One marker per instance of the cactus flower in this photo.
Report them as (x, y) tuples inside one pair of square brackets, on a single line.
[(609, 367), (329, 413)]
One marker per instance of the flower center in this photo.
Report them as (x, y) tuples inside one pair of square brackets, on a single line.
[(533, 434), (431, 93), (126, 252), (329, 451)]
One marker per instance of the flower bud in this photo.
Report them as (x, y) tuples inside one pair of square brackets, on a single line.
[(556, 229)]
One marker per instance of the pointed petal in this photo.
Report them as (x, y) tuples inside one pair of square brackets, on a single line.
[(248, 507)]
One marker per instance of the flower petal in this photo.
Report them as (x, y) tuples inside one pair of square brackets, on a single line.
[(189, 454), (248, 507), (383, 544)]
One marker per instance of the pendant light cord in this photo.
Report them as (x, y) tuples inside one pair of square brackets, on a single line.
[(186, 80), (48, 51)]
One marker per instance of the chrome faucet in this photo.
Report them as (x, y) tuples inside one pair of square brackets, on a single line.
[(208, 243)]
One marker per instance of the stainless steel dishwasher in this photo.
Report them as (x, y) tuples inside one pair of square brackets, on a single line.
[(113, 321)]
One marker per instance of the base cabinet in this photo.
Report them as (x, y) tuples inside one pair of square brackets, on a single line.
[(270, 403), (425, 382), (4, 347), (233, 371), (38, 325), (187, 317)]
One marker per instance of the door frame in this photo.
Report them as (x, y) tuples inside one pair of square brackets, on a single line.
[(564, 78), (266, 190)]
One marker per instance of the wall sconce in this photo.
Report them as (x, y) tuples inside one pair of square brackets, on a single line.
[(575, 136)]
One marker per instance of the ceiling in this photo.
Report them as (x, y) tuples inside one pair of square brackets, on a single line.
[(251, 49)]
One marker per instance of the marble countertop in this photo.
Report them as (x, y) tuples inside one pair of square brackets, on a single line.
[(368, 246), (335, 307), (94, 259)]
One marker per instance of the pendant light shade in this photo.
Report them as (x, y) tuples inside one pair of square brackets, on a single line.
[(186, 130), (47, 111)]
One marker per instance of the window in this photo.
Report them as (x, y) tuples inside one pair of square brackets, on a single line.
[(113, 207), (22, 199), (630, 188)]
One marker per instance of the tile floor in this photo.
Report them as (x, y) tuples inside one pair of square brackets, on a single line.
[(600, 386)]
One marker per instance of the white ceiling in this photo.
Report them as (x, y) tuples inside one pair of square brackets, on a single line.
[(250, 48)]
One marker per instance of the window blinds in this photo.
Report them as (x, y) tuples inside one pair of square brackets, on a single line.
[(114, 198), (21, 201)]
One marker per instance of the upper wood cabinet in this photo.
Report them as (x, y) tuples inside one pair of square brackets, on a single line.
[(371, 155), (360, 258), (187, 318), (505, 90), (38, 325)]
--------------------------------
Send back exactly the lines from the line with "One marker per instance of the window in" through the end of the records.

One marker per instance of the window in this photo.
Report them as (x, y) tuples inside one pair of square brackets, on a single line.
[(113, 207), (22, 199), (630, 188)]
One marker per instance of the tile floor in this photo.
Report them as (x, y) tuples inside one pair of square brackets, on a single line.
[(600, 386)]
One marker per instance of the white ceiling in this photo.
Report them as (x, y) tuples inside one pair of square brackets, on a single line.
[(250, 48)]
One marker per instance of the window blinds in this photo.
Report them as (x, y) tuples inside one pair of square brackets, on a single line.
[(114, 198), (21, 201)]
One marker per instance of the upper wood cabinet in this photo.
Report them as (x, y) tuples inside one pair of square brackets, on a single line.
[(371, 155), (360, 258), (187, 318), (505, 90), (38, 325)]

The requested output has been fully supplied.